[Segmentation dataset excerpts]
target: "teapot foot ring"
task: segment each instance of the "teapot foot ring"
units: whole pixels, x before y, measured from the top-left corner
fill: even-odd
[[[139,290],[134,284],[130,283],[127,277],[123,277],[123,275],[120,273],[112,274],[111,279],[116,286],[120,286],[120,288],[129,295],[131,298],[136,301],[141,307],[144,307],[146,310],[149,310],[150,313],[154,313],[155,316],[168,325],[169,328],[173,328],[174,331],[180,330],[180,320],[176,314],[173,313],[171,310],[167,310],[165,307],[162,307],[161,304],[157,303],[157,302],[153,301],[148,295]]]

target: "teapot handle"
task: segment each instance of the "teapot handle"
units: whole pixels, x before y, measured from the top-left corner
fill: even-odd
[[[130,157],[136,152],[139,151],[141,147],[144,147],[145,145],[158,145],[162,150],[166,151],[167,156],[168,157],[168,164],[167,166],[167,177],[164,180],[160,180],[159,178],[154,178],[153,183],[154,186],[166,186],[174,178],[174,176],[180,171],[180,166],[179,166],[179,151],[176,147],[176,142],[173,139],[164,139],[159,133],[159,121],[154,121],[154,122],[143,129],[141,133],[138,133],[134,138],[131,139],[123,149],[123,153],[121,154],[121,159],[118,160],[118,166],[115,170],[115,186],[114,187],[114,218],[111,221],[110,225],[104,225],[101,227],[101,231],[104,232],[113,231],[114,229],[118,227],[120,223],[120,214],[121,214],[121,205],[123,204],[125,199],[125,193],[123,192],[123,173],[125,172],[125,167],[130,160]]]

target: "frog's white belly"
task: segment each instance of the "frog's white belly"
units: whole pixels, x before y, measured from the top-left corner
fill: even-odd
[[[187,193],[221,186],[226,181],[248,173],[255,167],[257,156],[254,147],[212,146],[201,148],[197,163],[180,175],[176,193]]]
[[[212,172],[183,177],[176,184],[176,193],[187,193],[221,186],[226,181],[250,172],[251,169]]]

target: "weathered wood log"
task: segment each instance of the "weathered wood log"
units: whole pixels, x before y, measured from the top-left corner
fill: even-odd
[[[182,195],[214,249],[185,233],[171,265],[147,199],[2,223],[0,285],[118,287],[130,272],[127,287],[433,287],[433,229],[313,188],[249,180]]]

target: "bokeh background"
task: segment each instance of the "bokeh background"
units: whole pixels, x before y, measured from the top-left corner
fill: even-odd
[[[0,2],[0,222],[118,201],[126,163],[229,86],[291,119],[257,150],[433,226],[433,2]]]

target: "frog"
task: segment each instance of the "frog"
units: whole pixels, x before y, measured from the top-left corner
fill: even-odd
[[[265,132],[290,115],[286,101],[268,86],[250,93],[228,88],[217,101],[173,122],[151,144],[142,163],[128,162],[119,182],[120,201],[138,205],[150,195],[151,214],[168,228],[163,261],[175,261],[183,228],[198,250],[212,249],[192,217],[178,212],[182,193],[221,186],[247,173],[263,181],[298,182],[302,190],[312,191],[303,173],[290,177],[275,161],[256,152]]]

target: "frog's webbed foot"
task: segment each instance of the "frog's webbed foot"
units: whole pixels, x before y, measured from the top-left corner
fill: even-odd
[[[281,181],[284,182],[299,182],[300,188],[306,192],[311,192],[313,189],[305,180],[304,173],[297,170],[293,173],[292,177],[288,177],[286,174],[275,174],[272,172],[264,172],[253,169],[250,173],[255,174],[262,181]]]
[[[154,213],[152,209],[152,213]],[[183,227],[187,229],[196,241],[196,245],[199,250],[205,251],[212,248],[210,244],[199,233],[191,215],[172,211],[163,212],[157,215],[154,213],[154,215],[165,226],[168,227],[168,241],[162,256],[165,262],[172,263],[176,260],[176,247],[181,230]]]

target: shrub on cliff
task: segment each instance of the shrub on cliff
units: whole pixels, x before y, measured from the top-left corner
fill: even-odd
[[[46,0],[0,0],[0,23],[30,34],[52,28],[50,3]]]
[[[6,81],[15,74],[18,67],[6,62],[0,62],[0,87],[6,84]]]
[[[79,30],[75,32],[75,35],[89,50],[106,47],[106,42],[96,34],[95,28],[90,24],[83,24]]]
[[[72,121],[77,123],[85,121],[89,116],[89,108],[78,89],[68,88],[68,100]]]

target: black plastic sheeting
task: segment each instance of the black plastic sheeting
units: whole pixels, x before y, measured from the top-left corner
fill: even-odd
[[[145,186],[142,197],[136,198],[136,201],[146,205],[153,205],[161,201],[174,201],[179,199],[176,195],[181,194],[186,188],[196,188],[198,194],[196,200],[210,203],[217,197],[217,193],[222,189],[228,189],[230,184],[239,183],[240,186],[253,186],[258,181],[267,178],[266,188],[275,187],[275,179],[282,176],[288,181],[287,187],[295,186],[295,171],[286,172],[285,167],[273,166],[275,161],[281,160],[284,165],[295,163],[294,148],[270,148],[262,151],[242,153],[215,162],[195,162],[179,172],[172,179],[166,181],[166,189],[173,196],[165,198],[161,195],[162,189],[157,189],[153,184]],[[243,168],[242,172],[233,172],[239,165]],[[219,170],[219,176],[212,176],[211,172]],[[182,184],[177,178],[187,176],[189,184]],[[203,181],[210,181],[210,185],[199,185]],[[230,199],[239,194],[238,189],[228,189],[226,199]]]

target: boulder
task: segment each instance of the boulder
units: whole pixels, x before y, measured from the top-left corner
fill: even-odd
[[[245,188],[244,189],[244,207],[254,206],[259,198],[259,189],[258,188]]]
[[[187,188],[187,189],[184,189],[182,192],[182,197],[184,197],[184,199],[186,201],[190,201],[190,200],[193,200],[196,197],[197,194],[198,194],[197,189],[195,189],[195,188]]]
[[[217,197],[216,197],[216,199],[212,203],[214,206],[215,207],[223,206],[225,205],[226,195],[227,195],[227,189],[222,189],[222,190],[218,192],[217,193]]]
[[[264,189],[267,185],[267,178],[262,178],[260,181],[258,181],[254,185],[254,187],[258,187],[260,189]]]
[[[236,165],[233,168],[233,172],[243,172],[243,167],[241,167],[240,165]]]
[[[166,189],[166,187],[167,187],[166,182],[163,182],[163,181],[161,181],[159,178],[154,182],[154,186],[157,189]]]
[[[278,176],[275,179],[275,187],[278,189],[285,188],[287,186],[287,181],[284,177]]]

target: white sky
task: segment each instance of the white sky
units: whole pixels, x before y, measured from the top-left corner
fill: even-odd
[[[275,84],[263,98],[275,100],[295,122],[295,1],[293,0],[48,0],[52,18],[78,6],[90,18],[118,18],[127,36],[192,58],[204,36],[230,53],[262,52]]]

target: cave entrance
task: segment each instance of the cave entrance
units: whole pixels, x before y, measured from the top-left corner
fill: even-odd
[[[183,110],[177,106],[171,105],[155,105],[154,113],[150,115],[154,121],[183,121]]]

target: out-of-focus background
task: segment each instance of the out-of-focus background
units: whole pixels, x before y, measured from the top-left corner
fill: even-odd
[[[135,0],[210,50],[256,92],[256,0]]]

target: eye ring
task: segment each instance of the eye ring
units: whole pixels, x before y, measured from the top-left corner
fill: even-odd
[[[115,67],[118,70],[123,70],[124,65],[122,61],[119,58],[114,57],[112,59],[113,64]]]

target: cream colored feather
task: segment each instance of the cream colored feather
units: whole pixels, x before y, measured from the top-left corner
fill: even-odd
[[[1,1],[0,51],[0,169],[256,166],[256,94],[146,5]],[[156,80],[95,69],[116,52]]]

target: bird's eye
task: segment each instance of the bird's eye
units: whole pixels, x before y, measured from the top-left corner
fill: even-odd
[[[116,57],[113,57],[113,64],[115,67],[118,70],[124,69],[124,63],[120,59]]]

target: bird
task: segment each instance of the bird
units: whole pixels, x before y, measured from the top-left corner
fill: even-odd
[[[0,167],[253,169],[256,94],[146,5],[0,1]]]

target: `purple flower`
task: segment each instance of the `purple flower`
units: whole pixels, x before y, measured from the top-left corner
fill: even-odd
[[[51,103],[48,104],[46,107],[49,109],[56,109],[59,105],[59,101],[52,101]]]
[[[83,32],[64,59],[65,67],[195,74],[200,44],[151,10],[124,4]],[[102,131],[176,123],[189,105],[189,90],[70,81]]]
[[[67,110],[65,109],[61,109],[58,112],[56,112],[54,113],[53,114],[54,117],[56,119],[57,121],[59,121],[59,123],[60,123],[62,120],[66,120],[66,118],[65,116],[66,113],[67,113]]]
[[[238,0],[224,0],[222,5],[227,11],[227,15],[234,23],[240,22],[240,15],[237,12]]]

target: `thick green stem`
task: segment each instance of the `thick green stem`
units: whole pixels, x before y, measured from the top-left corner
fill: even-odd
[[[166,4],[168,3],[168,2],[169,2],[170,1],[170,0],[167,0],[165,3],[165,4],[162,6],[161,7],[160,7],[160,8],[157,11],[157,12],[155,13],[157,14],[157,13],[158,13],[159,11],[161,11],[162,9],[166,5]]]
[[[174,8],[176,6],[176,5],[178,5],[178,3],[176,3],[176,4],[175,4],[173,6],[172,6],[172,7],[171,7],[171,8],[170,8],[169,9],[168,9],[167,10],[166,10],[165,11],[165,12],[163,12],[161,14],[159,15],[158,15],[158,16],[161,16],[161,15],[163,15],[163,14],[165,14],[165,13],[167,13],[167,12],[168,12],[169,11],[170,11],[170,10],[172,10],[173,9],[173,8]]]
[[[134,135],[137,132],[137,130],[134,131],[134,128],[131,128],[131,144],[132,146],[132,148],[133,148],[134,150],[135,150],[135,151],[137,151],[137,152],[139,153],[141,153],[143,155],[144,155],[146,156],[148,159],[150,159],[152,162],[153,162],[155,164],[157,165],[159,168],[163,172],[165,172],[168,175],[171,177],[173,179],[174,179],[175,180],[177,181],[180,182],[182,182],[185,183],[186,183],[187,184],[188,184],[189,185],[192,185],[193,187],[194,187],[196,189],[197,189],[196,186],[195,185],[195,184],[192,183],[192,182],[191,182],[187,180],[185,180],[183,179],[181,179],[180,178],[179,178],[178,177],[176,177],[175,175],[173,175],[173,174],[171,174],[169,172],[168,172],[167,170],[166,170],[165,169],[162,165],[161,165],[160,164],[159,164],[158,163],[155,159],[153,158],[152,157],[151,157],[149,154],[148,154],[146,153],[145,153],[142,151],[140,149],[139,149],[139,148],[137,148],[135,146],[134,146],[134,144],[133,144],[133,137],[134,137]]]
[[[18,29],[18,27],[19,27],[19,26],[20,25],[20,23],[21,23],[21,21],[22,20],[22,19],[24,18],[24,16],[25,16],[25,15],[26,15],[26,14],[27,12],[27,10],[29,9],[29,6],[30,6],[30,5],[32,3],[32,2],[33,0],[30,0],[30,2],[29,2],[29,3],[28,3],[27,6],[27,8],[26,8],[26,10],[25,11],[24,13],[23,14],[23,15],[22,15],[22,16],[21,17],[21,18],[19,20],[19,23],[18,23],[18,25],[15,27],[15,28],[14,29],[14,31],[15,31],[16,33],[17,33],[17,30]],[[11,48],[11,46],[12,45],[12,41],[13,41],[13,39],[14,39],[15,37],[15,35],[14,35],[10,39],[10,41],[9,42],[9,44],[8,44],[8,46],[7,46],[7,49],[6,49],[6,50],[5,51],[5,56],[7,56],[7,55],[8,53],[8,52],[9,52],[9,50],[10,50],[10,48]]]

> [WHAT THE TASK REQUIRES] Can you convert the lines of the material between the one holding "target: out-of-focus background" and the one holding "[[[135,0],[210,50],[256,92],[256,0]]]", inclusive, into a JSON list of strings with one string per line and blank lines left out?

> [WRITTEN ANSWER]
[
  "target: out-of-focus background",
  "task: segment each instance of the out-of-focus background",
  "units: whole pixels, x before y, measured from the top-left corner",
  "fill: even-odd",
  "[[[135,0],[210,50],[256,92],[256,0]]]"
]